#### [TASK STATEMENT]
Once you find the line with "pixel 518 133" in the entries below, return exactly every line from it through the line with "pixel 1259 862".

Natural language region descriptions
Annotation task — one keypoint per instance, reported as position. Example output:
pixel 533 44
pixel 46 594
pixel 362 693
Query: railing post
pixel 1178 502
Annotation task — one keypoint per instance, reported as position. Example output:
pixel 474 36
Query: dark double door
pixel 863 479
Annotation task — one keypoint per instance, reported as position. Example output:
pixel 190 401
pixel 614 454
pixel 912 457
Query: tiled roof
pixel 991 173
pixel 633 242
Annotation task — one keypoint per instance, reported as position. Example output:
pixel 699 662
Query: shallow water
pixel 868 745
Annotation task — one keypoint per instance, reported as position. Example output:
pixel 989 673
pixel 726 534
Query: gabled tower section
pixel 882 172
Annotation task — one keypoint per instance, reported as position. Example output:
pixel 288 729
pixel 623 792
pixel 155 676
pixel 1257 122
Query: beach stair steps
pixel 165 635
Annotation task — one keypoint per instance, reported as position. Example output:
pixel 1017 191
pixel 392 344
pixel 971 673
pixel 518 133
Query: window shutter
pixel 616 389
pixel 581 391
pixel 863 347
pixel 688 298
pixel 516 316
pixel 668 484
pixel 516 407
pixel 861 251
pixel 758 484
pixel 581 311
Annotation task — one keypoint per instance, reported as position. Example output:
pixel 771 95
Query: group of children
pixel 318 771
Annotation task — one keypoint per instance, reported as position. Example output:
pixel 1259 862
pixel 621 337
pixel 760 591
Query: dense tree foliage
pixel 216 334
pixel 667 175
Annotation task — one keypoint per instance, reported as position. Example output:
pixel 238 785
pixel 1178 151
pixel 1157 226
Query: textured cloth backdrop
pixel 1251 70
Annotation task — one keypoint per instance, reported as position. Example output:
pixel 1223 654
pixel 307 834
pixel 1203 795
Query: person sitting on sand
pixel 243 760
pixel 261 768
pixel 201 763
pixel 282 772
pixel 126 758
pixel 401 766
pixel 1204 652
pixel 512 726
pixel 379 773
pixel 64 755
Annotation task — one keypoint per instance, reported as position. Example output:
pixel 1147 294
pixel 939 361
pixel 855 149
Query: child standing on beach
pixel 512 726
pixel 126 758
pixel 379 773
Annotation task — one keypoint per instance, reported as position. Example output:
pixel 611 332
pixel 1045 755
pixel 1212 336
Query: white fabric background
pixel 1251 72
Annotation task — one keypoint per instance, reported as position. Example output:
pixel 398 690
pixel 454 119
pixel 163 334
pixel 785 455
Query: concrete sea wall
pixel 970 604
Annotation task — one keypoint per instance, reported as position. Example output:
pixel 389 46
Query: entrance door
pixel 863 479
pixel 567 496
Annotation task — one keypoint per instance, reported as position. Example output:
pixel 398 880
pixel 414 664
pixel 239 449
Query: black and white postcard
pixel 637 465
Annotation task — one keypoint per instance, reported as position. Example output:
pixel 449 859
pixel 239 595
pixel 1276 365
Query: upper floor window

#### [SOLUTION BELOW]
pixel 518 133
Query: window shutter
pixel 616 389
pixel 581 391
pixel 863 347
pixel 688 298
pixel 516 316
pixel 668 484
pixel 516 407
pixel 861 251
pixel 758 484
pixel 581 311
Annotation task — one keypoint per instance, reported as position. Example output:
pixel 771 95
Query: group of children
pixel 318 771
Annotation task — one keypoint per instance, reported as position. Example output:
pixel 1259 862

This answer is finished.